SHORT PROBLEM: Reproduce every line of the records below without any changes.

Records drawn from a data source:
((
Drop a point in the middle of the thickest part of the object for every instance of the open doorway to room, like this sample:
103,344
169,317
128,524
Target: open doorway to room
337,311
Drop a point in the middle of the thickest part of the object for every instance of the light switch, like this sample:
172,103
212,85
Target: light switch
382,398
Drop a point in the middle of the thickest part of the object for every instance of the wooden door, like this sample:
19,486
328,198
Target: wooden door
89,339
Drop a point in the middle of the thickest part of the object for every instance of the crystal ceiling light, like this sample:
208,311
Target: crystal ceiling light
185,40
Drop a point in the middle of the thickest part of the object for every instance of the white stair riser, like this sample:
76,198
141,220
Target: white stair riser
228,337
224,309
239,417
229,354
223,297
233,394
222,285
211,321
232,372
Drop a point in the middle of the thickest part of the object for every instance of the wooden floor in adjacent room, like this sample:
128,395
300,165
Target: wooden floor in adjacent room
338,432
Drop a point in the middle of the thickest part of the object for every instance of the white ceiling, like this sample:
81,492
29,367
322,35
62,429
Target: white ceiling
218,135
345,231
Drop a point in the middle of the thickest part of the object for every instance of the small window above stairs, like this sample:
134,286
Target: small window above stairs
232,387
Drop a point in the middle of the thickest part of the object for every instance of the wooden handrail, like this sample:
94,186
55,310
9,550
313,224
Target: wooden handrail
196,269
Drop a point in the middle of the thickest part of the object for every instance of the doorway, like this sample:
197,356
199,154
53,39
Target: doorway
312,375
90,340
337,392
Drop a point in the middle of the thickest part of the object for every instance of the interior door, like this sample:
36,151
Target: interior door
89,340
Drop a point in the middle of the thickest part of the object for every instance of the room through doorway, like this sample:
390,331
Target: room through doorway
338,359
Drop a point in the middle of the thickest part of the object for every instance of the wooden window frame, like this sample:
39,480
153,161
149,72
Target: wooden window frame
))
ANSWER:
Drop a point in the middle of the thickest part of the object for every instance of the open doorway to room, like this sample:
103,344
169,317
128,524
Target: open doorway to room
337,311
Drop a point in the middle of the thickest part of the object for every instance of the light switch, like this sample:
172,103
212,85
Target: light switch
382,398
Drop a point in the middle of the thickest part of the object for every instance of the wooden door, like this sample:
19,486
328,198
Target: wooden door
89,339
Drop a point in the middle of the thickest part of the object for every instance of the crystal ceiling light, like this sample:
208,311
Target: crystal ceiling light
185,40
Drop a point in the middle of the thickest part of the object for every instance of the white stair riser, like this sample:
76,198
141,220
Target: white stair riser
228,337
224,309
239,417
229,354
223,297
233,394
222,285
211,321
232,372
Drop a point in the middle of the thickest part of the object for every instance of the wooden floor in adjacent room, like this sample:
128,395
300,165
Target: wooden floor in adjacent room
338,432
Drop a point in the middle of the thickest part of the object for every instance of the white ceiling, like this sample:
81,492
29,367
322,35
62,429
Target: white ceiling
218,135
345,231
Drop a point in the middle of the thickest part of the object for every instance of the small window above stairs, like this sample:
134,286
Target: small window above stairs
232,387
Drop a point in the middle of the thickest part of the object for every instance of the wooden handrail, like this sample:
94,186
55,310
9,550
313,224
Target: wooden handrail
196,269
Drop a point in the middle of the thickest part of the object for every instance of the doorway, like this sample:
197,356
199,154
53,39
Target: doorway
312,375
90,340
337,392
Drop a point in the middle of the thickest part of the object for every instance of the interior door, like this sample:
36,151
Target: interior door
89,340
Drop a point in the middle of the thickest part of the object for every instance of the room through doorway, like this sample:
390,331
Target: room through doorway
338,359
Drop a point in the middle of the thickest part of the object for every instance of the wooden window frame, like this sample:
39,480
153,161
149,72
Target: wooden window frame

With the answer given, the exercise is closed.